Segment Start: Selected text

Proceed with Caution
Most market participants said the biggest headache for the base oil business in mid-May was the uncertainty related to crude oil and feedstock pricing in the face of international bans on Russian exports of crude and refined products.
The United States, the European Union and several other countries have implemented a series of punitive measures against Russian energy products since the country invaded Ukraine in February. These were expected to tighten global supply for the foreseeable future.
Aside from dealing with persistently volatile crude prices, base oil producers were facing uncertainties related to feedstock supplies. Availability of vacuum gas oil was anticipated to dwindle due to the U.S. ban on imports of Russian oil and refined products. In May, most refineries were running at optimum rates, but sources warned that a tightening of VGO may be felt soon.
Rerefiners also mentioned that there was increased competition for used oil—which they use as a feedstock—since many companies in Europe were switching from natural gas to used oil due to Russian gas supply disruptions.
Other factors that continued to influence the market were the widespread lockdowns and other pandemic-related measures implemented by the Chinese government to comply with its zero-COVID policies. The lockdowns and massive testing in Shanghai and other cities resulted in factories and offices being closed and a disruption in the supply chain of multiple products, along with marine transportation issues and climbing freight rates in all regions.
While these were issues likely to afflict the global markets from a trading perspective, in North America the immediate effect was an unprecedented number of posted price adjustments in the first five months of the year.
Gone are the days of four to five price revisions in a whole year. So far in 2022, various base oil producers have initiated a total of four upward adjustments for Group I and Group II base oils, reflecting the turmoil brought about by crude and feedstock price volatility.
Added to the mix was the tightening of supplies, partly because of healthy demand but also due to production decisions at the refinery level. Given steep fuel prices, refinery operators chose to direct more feedstocks into the fuel stream, thereby reducing base oil output. Through the copious posted price increases, base oil managers hoped to improve margins to encourage production.

Segment End: Selected text
Segment Start: Given entries

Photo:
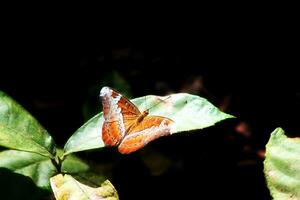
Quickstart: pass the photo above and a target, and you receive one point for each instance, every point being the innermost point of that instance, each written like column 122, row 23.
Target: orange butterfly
column 124, row 125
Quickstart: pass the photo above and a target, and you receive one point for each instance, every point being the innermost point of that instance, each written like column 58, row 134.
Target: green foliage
column 189, row 112
column 39, row 168
column 66, row 187
column 19, row 130
column 282, row 166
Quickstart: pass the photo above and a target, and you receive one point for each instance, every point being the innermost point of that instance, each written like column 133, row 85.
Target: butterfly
column 125, row 126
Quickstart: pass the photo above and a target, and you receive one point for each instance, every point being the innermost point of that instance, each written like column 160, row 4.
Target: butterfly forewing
column 118, row 113
column 126, row 126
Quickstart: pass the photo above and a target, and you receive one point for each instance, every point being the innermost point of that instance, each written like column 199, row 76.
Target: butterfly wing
column 149, row 129
column 119, row 113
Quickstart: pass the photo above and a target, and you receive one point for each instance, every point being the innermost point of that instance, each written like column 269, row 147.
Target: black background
column 49, row 68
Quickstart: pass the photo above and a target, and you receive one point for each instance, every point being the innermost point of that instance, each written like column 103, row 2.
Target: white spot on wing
column 105, row 91
column 114, row 110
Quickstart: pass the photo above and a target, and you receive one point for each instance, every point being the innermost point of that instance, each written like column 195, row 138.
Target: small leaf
column 19, row 130
column 282, row 166
column 73, row 164
column 38, row 168
column 65, row 187
column 189, row 112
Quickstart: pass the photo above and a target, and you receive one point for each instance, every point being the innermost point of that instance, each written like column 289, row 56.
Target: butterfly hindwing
column 126, row 126
column 149, row 129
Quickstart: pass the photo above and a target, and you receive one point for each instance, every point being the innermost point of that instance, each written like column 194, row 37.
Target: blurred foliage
column 66, row 187
column 282, row 166
column 19, row 130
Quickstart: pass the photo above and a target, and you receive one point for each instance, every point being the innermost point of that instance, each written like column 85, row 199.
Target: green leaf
column 189, row 112
column 282, row 166
column 19, row 130
column 73, row 164
column 66, row 187
column 39, row 168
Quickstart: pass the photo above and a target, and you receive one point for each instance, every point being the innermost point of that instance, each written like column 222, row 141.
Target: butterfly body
column 125, row 126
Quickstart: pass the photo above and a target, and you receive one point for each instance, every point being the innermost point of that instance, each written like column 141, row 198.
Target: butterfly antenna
column 161, row 100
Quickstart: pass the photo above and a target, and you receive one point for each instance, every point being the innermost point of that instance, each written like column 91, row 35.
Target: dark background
column 248, row 71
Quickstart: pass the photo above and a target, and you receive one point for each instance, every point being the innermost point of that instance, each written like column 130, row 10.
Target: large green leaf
column 189, row 112
column 65, row 187
column 39, row 168
column 19, row 130
column 282, row 166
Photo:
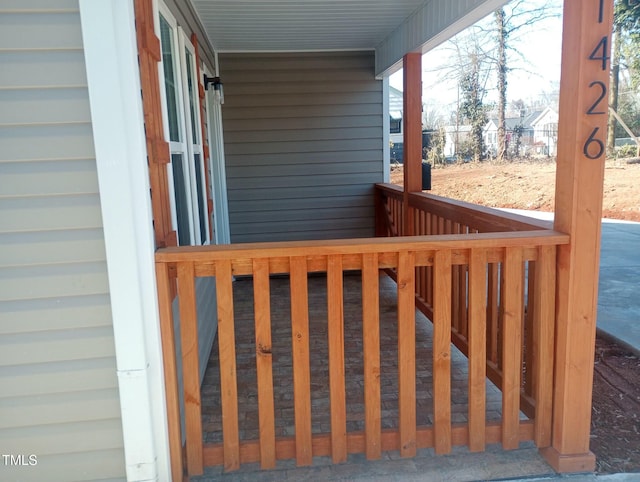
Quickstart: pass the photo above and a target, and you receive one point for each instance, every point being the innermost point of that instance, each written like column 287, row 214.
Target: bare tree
column 510, row 21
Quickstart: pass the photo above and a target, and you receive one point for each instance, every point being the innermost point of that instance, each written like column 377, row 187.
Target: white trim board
column 111, row 56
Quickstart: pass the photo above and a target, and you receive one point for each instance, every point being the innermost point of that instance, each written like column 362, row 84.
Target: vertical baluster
column 529, row 381
column 264, row 362
column 190, row 367
column 492, row 312
column 228, row 373
column 544, row 332
column 335, row 310
column 512, row 346
column 442, row 351
column 371, row 347
column 170, row 370
column 455, row 286
column 429, row 270
column 301, row 368
column 477, row 349
column 406, row 353
column 463, row 293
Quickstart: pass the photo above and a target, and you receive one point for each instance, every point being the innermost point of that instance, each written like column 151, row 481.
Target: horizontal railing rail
column 436, row 216
column 406, row 256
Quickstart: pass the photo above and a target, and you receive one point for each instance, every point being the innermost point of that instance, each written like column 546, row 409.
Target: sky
column 539, row 45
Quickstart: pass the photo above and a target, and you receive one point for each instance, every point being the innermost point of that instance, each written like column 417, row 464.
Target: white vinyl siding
column 304, row 144
column 59, row 397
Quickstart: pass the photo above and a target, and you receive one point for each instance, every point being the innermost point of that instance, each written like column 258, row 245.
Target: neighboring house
column 455, row 138
column 545, row 132
column 538, row 133
column 113, row 145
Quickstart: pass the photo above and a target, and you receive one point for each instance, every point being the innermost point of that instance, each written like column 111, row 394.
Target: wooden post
column 412, row 133
column 579, row 185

Segment End: Given entries

- _Work to complete_:
In the piece on the base oil market, retype the part starting with "Rerefiners also mentioned" and going on through "gas supply disruptions.".

- _Result_:
Rerefiners also mentioned that there was increased competition for used oil—which they use as a feedstock—since many companies in Europe were switching from natural gas to used oil due to Russian gas supply disruptions.